The data must be given again exactly as written, with all images omitted.

Free-text object descriptions:
──────────

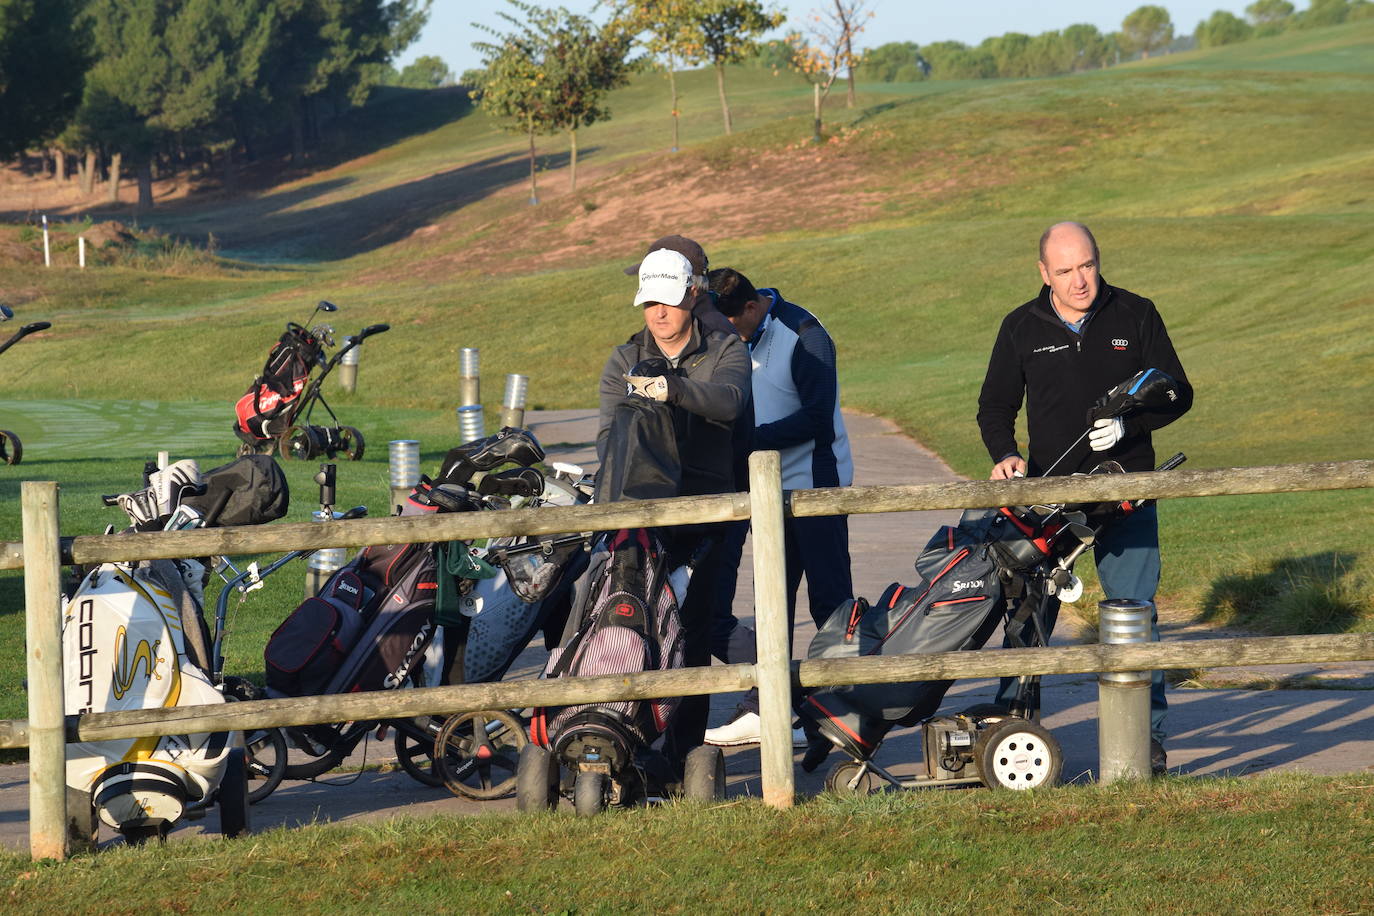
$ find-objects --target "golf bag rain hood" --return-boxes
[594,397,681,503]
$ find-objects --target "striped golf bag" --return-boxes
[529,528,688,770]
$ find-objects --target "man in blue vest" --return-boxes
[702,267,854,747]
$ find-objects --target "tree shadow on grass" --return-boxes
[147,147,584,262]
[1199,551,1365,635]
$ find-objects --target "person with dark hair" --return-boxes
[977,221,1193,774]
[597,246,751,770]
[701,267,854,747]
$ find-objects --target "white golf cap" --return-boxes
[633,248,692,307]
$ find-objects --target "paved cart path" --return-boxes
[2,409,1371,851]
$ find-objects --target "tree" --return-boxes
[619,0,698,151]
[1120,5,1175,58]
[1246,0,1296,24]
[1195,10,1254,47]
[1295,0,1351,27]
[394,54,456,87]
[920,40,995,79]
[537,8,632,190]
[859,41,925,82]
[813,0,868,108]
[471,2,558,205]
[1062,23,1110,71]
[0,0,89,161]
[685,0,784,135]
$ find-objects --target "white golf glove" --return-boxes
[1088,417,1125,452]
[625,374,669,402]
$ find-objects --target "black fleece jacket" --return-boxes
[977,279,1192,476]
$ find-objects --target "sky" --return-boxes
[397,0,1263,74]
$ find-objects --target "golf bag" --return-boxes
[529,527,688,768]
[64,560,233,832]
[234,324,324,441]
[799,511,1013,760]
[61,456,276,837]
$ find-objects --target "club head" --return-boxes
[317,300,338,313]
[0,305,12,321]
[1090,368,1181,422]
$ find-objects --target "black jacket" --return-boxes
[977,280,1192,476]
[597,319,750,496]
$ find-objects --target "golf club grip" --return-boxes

──────────

> [EXPECTED ANSWER]:
$ find-objects --target "golf bag rain hood" --return-boxes
[594,397,681,503]
$ find-objects --target "striped golf bag" --return-boxes
[529,528,688,770]
$ find-objects --target "man in blue vest" --return-boxes
[702,267,854,747]
$ find-objects --target "tree shadow on grass" --return-boxes
[147,147,584,262]
[1199,551,1365,635]
$ find-objects --target "person with dark hair" --return-boxes
[977,221,1193,774]
[597,246,751,770]
[701,267,854,747]
$ find-objects --target "white golf cap" --return-boxes
[633,248,692,307]
$ find-objects --target "paved cart path" --return-boxes
[2,409,1371,851]
$ find-objects --target "tree" --return-boxes
[619,0,698,151]
[1120,5,1175,58]
[1246,0,1296,24]
[1195,10,1254,47]
[1295,0,1351,27]
[394,54,456,87]
[920,40,995,79]
[537,8,632,190]
[859,41,925,82]
[813,0,868,108]
[471,2,558,205]
[1062,23,1110,71]
[0,0,89,161]
[685,0,784,135]
$ find-objects --target "white golf glove" --return-boxes
[1088,417,1125,452]
[625,374,669,402]
$ find-objects --target "black fleece jacket" --return-boxes
[977,279,1192,476]
$ find-objects --target "sky" --return-boxes
[397,0,1263,74]
$ find-objects --target "golf bag" --return-boxes
[529,527,688,768]
[64,560,233,832]
[234,324,324,441]
[799,511,1013,760]
[61,456,276,837]
$ find-objects --target "club head" --return-boxes
[317,300,338,313]
[0,305,12,321]
[1090,368,1181,422]
$ find-objects --target "black jacket" --return-boxes
[977,280,1192,476]
[597,319,750,496]
$ find-objects --target "golf club grip" --return-boxes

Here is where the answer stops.